• **Text section**:
=== Section Start ===

# Hereditary multiple exostoses



## Ninagrrl

I am a mother of a 4 year old special needs child. He has hypotonia, skeletal dysmorphia, a severe developmental delay and a bunch of behavioral issues. Because of this and some soft markers they decided to go ahead and give my newborn daughter a micro array test.

The good news is they think it's unlikely that she will have the same issues as my son. The bad news is they found a chromosome deletion that causes a condition called hereditary multiple exostoses. Basically it causes bone spurs to grow primarily on the long bones of the arms and legs. It can also cause short stature, bowing of the limbs and non symetrical bone growth. She also has a 1 - 20% chance of developing a cancer called chondrosarcoma. 

Really I was fine at the doctors office which is normal because I don't show my emotions publicly and will hold it together until behind closed doors but I didn't think this was going to be one of those cases. My dad has been diagnosed with "calcified spikes" on his neck and although they cause him pain, I can't physically see them. I know I shouldn't care about the physical deformity as long as my daughter is healthy and free from pain but I figured these bone spurs were small. Until I looked it up and saw some pictures. I'm hoping I saw extreme cases and that my daughter won't have those issues because this world is extremely visual and I would hate to have her go through this, especially since they typically present themselves in early adolescence. 

I was really hoping for good news, that this was just a formality. The soft markers that she was there for turned up with nothing so this was really just found because of the micro array. I'm having a very bad day and it's one of those days where you wonder if you really should have had kids. I love my kids but I would hate for them to go through life miserable. What are the chances of having two kids with separate physical deformities caused by genetics?

Has anyone here heard of this mutation? I'm hoping that someone can tell me they know someone with this and can tell me that the severity can be extremely mild. However, it's pretty rare and only happens 1 in 50,000 people so I won't hold my breath. I guess mostly this will end up being a rant. I don't know where to go since no one else in my life other then OH could possibly understand what it's like to feel like you possibly destroyed your children's lives simply by having them. :cry:


----------



## purplerat

Hi, I'm sorry to hear you're going through this. My OH has this condition, and his parents didn't know until he was 3. He has a severe form, and had many operations as a child, and a few as an adult as lumps have kept growing (usually they stop after puberty). From what him and his family have said, he missed some school and spent quite a bit of time in hospital as a child, but he has lead a normal life other than that. He went to uni, works full time and it has not stopped him living life to the full.

=== Section End ===

• **Exercise requirements**:
**A)** In the exostoses thread, rewrite the paragraph beginning "The good news is" as a short list that keeps its main facts.
**B)** Please reproduce the exostoses thread word for word, starting at "Really I was" and ending at "in early adolescence.".
Use only the thread on hereditary multiple exostoses.

• **Provided material**:
=== Section Start ===

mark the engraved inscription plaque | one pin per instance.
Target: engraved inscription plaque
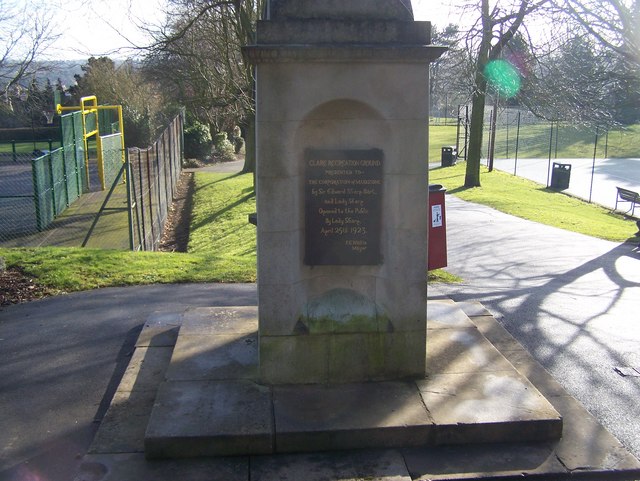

=== Section End ===

• **Response list**:
**A)**
- Doctors think it unlikely that the daughter will have the same issues as her brother.
- They found a chromosome deletion that causes hereditary multiple exostoses.
- The condition causes bone spurs, mainly on the long bones of the arms and legs.
- It can also cause short stature, bowed limbs and asymmetrical bone growth.
- She has a 1–20% chance of developing chondrosarcoma, a cancer.

**B)**
Really I was fine at the doctors office which is normal because I don't show my emotions publicly and will hold it together until behind closed doors but I didn't think this was going to be one of those cases. My dad has been diagnosed with "calcified spikes" on his neck and although they cause him pain, I can't physically see them. I know I shouldn't care about the physical deformity as long as my daughter is healthy and free from pain but I figured these bone spurs were small. Until I looked it up and saw some pictures. I'm hoping I saw extreme cases and that my daughter won't have those issues because this world is extremely visual and I would hate to have her go through this, especially since they typically present themselves in early adolescence.